RECORDS SHOWN section start

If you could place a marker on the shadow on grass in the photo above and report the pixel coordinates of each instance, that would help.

RECORDS SHOWN section end
RECORDS SHOWN section start

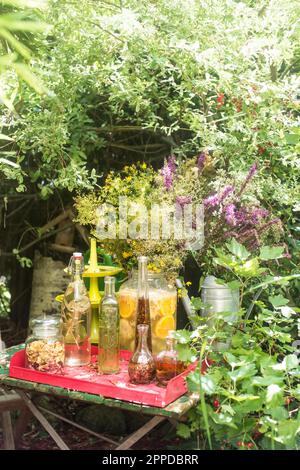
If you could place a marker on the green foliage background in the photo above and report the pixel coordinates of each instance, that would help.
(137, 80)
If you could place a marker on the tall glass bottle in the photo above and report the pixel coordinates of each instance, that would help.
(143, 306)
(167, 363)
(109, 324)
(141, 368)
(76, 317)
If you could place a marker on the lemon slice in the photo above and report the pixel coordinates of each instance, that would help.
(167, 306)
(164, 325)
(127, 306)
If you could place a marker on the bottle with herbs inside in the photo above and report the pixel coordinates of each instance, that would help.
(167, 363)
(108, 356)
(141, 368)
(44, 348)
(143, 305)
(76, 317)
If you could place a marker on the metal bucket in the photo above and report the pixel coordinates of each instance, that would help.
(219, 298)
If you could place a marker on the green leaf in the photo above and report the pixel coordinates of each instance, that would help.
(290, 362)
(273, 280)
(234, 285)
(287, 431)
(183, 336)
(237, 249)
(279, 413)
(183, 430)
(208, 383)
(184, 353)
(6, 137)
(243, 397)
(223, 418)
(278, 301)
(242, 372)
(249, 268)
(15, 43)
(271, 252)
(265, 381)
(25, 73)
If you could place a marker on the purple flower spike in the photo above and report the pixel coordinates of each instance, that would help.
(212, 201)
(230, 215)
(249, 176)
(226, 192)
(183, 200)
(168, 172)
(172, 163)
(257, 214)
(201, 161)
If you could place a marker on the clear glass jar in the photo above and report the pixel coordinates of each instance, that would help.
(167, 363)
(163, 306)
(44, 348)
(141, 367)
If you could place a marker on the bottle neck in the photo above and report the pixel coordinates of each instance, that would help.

RECORDS SHOWN section end
RECORDS SHOWN section start

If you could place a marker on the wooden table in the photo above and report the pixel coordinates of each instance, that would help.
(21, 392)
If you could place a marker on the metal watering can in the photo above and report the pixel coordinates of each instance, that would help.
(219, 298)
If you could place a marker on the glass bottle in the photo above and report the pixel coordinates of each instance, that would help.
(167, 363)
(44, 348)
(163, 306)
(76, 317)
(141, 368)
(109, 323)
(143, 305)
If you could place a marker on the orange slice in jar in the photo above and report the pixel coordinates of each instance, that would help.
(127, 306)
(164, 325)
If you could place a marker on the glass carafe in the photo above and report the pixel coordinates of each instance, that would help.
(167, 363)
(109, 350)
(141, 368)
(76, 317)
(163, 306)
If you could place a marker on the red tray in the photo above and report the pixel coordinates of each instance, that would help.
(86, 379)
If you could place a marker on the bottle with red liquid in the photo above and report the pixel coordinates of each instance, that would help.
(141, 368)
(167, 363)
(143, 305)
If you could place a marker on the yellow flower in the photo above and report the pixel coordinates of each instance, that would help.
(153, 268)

RECORDS SHOWN section end

- **WHAT YOU NEED TO DO**: Only one part of the material above is to be transcribed, namely the lines starting with the line that has "If you could place a marker on the green leaf" and going on through the line that has "If you could place a marker on the bottle neck", exactly as they stand.

- **PROBLEM SOLUTION**:
If you could place a marker on the green leaf in the photo above and report the pixel coordinates of each instance, that would help.
(290, 362)
(273, 280)
(234, 285)
(287, 431)
(183, 336)
(237, 249)
(279, 413)
(183, 430)
(208, 383)
(184, 353)
(6, 137)
(243, 397)
(223, 418)
(278, 301)
(242, 372)
(249, 268)
(15, 43)
(271, 252)
(265, 381)
(25, 73)
If you could place a marker on the purple flower spike in the photo above and report the pixel coordinates of each instance, that would help.
(212, 201)
(230, 215)
(249, 176)
(226, 192)
(183, 200)
(168, 172)
(172, 163)
(257, 214)
(201, 161)
If you could place a marker on the clear glass jar in the photo above and report the pixel coordinates of each instance, that would help.
(167, 363)
(163, 306)
(44, 348)
(141, 367)
If you could place a marker on the bottle neck in the photo above and report the pixel coordinates of each instance, that would help.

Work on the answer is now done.